# GIVEN PASSAGE:

Growing up with Asperger’s syndrome on Long Island, I struggled socially and I found my refuge at two places: the National Hockey League arenas and the Broadway Multiplex in Hicksville. I spent my nights with people who needed no first name, yet they were internationally known: Willis. Hanks. Foster. Williams. On a night when my high school held the senior prom, I was there to see the 9:40 p.m. showing of “The Rock” with Nicolas Cage and Sean Connery. I can still recall the feelings of being jammed into a packed auditorium, with the oohs and ahhs of the audience as the Dolby Digital surround logo came on screen.

It’s been a while since a film has captured my attention, until this past Thanksgiving, when I was reading an article online about a new movie, “Roman J. Israel, Esq.” Right away, I was hooked and knew I wanted to learn more. To top it off, Denzel Washington would be playing him. My decision was made — this is a must-see.

In my experience very few movies actually take the time to show a realistic experience of a person’s struggles: you can count them on one hand. “The King’s Speech” is my favorite movie because it shares the raw pain and angst of being a person who stutters. “I Am Sam” provides a glimpse into the life of a man with an intellectual disability. While right now it’s true that Asperger’s is now more visible than it ever was before in the entertainment community, as showcased by the characters of Sheldon Cooper (“The Big Bang Theory”) and Gregory House (“House, M.D.”) among others, we also don’t see the full extent of how challenging it can be to live with it. When I bought my ticket, I was hoping my $12 wouldn’t be wasted. I saw a tour de force performance, and a view of Asperger’s that I hope more people will see.

# LISTED ENTRIES:
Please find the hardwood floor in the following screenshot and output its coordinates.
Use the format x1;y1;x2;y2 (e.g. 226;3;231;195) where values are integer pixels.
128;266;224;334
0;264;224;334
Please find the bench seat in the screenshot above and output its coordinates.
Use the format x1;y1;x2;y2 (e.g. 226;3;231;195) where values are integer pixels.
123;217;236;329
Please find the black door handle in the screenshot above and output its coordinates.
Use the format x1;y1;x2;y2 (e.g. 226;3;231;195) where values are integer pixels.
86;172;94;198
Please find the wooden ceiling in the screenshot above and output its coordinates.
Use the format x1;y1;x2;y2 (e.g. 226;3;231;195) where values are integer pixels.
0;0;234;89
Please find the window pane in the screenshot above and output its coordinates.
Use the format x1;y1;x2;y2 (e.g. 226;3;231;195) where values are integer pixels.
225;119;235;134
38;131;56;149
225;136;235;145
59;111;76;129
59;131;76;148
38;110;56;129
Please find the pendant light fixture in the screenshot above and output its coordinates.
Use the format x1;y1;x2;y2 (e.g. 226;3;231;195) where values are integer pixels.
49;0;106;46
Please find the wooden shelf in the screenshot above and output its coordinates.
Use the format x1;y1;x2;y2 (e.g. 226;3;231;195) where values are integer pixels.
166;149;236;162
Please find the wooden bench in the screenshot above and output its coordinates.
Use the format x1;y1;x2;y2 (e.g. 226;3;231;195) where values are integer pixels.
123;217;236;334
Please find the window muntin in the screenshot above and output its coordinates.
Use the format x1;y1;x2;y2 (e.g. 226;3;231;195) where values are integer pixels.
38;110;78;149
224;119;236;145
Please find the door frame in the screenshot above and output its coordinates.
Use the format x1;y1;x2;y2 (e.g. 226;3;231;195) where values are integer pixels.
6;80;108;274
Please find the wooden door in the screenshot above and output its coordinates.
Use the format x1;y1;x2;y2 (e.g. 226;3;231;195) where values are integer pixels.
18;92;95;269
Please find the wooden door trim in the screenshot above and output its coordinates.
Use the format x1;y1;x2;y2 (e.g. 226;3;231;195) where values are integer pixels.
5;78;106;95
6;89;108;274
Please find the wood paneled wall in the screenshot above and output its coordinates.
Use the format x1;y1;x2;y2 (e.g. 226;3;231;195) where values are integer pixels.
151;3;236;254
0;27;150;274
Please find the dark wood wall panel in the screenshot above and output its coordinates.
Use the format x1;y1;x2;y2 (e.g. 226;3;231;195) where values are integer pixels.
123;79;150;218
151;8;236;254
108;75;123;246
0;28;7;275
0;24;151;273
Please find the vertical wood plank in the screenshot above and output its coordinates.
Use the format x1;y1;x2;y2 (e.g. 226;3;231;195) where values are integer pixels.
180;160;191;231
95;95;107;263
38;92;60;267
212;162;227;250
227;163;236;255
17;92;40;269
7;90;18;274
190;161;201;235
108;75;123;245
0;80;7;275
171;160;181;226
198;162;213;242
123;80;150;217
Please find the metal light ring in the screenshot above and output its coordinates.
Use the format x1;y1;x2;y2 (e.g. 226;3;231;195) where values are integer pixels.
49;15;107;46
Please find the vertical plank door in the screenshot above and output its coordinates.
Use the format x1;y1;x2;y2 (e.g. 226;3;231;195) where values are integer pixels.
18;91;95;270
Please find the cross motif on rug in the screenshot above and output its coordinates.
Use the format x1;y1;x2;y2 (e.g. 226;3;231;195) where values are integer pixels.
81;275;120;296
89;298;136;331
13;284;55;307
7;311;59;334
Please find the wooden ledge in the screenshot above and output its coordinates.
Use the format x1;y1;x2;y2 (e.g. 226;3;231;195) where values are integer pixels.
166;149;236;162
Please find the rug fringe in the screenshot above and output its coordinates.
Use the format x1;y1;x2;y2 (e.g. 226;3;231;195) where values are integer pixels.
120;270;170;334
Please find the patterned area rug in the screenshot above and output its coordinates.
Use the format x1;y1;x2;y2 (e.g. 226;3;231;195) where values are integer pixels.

# EXERCISE REQUIREMENTS:
1. In the essay about Asperger's and going to the movies, why is "The King's Speech" the writer's favorite movie? Answer in one to three sentences.
2. Translate this sentence from the essay about Asperger's and going to the movies into Spanish: "When I bought my ticket, I was hoping my $12 wouldn't be wasted."
3. Summarize the essay about Asperger's and going to the movies in two sentences.
The listing has nothing to do with the essay.

# RESPONSES FOR EACH TASK:
1. "The King's Speech" is the writer's favorite because it shares the raw pain and angst of being a person who stutters.

2. Cuando compré mi entrada, esperaba que mis 12 dólares no se desperdiciaran.

3. Growing up with Asperger's syndrome on Long Island, the writer struggled socially and found refuge at hockey arenas and a movie theater, and after a long while without a film catching their attention, became hooked by an article about "Roman J. Israel, Esq." starring Denzel Washington. The writer notes that very few movies realistically show a person's struggles and that portrayals of Asperger's don't show the full extent of how challenging it can be to live with, and says the film delivered a tour de force performance and a view of Asperger's the writer hopes more people will see.